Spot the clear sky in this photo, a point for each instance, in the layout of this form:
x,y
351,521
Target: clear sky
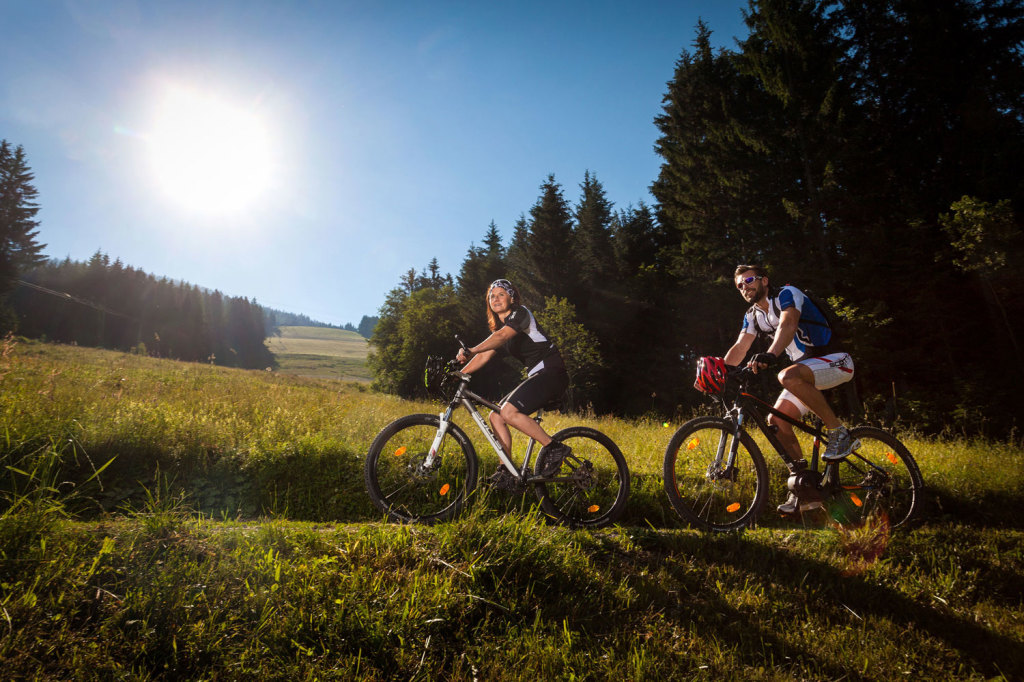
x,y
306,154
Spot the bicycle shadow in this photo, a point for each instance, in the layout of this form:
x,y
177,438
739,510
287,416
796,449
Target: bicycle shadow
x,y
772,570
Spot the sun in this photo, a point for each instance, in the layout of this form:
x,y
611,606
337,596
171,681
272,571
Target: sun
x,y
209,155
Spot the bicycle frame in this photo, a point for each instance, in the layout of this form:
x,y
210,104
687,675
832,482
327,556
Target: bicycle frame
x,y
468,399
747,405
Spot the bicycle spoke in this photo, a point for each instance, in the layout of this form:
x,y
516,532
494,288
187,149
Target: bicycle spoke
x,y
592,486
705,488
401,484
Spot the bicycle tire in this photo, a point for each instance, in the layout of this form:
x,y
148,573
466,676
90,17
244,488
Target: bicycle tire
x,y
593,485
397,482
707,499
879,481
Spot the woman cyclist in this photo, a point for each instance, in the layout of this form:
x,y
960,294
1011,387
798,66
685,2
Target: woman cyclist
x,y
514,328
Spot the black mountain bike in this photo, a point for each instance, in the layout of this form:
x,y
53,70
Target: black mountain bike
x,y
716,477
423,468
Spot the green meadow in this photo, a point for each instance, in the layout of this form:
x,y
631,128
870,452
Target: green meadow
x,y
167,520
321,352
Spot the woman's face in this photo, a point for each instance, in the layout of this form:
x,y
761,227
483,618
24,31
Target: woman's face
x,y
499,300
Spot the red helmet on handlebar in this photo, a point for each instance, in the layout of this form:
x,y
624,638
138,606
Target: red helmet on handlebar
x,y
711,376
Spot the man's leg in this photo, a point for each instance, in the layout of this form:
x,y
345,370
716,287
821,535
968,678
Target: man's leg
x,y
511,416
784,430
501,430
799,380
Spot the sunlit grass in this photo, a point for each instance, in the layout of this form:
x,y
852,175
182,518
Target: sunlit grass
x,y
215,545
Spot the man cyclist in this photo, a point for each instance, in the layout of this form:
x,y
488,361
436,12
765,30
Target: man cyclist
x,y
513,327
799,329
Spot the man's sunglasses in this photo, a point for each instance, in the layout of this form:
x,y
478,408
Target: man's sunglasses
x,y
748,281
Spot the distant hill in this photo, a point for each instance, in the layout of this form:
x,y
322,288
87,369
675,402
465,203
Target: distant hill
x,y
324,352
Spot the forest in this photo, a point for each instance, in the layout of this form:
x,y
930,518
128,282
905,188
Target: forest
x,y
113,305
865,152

-------------------------

Exercise - Repeat all of the records above word for word, leaving the pictures out.

Result of the task -
Spot the clear sky in this photo, a point for each instance, in the layout of this form:
x,y
351,521
Target: clear sky
x,y
306,154
Spot the bicycle shadow in this photo, a point for each instance, in the layout of this form:
x,y
177,438
739,510
287,416
796,449
Target: bicycle shadow
x,y
772,570
Spot the sun in this photo, a point for each instance, in the layout of this form:
x,y
611,606
337,596
171,681
272,571
Target: sun
x,y
209,155
Spot the bicycle frame in this photo, a point for each instance, in the layout of this form:
x,y
210,104
687,675
832,482
327,556
Target: bicycle frame
x,y
468,399
747,405
Spot the bicycle spoke in this photo, a point for each instance, in the layout of this form:
x,y
516,532
494,288
187,149
Target: bicycle spoke
x,y
592,486
705,488
401,484
Spot the bicycle tire in this photo, a point for each instance, in the layout of this form:
x,y
148,573
466,676
90,17
244,488
Target: bicycle tire
x,y
593,485
397,482
707,499
879,481
Spot the woman cyclist in this photo, a point for each instance, in the layout of this form:
x,y
960,294
1011,387
798,66
685,2
Target: woman cyclist
x,y
514,328
Spot the black mountain bike in this photo, a point for each instance, in the layout of this form:
x,y
53,70
Target: black mountain bike
x,y
716,477
423,468
Spot the green meadow in this photo, a point for each instance, in the layout of this form:
x,y
631,128
870,452
Target: green meadow
x,y
167,520
321,352
Spot the woman's face in this photo, a point for each instance, in the layout of this form:
x,y
761,227
483,618
24,31
Target: woman's face
x,y
499,300
Spot the red helmet on handlebar in this photo, a point for each instance, in the layout of this form:
x,y
624,638
138,606
Target: red helmet on handlebar
x,y
711,376
Spot the man's leg in this photo, a point for each instance, in the layout of this form:
x,y
345,370
716,287
821,535
968,678
Target: man's leg
x,y
511,416
784,430
501,430
799,380
Spot the sunlit grass in this photo, a point for each instance, in the layout of this form:
x,y
852,175
182,518
Target: sunlit grass
x,y
215,545
Spot the man cyclist in this photo, a point for each instance, in the layout of this form:
x,y
488,361
436,12
765,30
Target: man cyclist
x,y
513,327
799,329
Spot the man's sunglasses in this photo, a point for each instance, in the layout of this form:
x,y
478,408
Target: man's sunglasses
x,y
748,281
Spot the distant hill in this photo, a point for each instance, in the layout of this form:
x,y
322,288
87,369
675,402
465,203
Target: distant hill
x,y
324,352
Spot the forest in this photo, a point for each instance, in the layout of this form:
x,y
930,518
128,282
905,188
Target: forest
x,y
113,305
865,152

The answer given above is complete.